Available records —

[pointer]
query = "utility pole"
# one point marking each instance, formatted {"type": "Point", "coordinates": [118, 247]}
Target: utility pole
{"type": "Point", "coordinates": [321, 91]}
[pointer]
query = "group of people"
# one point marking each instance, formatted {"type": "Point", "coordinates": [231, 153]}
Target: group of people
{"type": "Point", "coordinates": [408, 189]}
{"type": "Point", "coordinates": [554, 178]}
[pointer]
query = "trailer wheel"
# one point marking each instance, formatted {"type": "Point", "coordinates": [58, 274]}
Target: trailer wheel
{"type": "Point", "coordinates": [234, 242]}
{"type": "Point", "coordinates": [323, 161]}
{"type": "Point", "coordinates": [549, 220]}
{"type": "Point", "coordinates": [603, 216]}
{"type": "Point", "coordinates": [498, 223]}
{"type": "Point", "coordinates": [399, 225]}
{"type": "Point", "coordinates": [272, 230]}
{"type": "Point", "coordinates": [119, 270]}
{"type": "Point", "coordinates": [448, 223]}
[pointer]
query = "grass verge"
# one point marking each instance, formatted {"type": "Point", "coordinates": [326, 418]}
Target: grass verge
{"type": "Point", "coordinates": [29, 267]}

What you are asked to do — Copy every line exactly. Leave nothing out.

Task result —
[pointer]
query = "utility pole"
# one point marking each instance, formatted {"type": "Point", "coordinates": [118, 247]}
Target: utility pole
{"type": "Point", "coordinates": [321, 91]}
[pointer]
query = "group of people"
# one point marking each instance, formatted {"type": "Point", "coordinates": [231, 153]}
Target: group of people
{"type": "Point", "coordinates": [408, 189]}
{"type": "Point", "coordinates": [554, 178]}
[pointer]
query = "trailer wheel"
# one point marking each instance, formatted {"type": "Point", "coordinates": [58, 274]}
Target: trailer wheel
{"type": "Point", "coordinates": [234, 242]}
{"type": "Point", "coordinates": [323, 161]}
{"type": "Point", "coordinates": [549, 220]}
{"type": "Point", "coordinates": [603, 216]}
{"type": "Point", "coordinates": [498, 223]}
{"type": "Point", "coordinates": [399, 225]}
{"type": "Point", "coordinates": [272, 230]}
{"type": "Point", "coordinates": [119, 270]}
{"type": "Point", "coordinates": [448, 223]}
[pointer]
query = "grass verge"
# one point marking each instance, formatted {"type": "Point", "coordinates": [326, 418]}
Target: grass verge
{"type": "Point", "coordinates": [29, 267]}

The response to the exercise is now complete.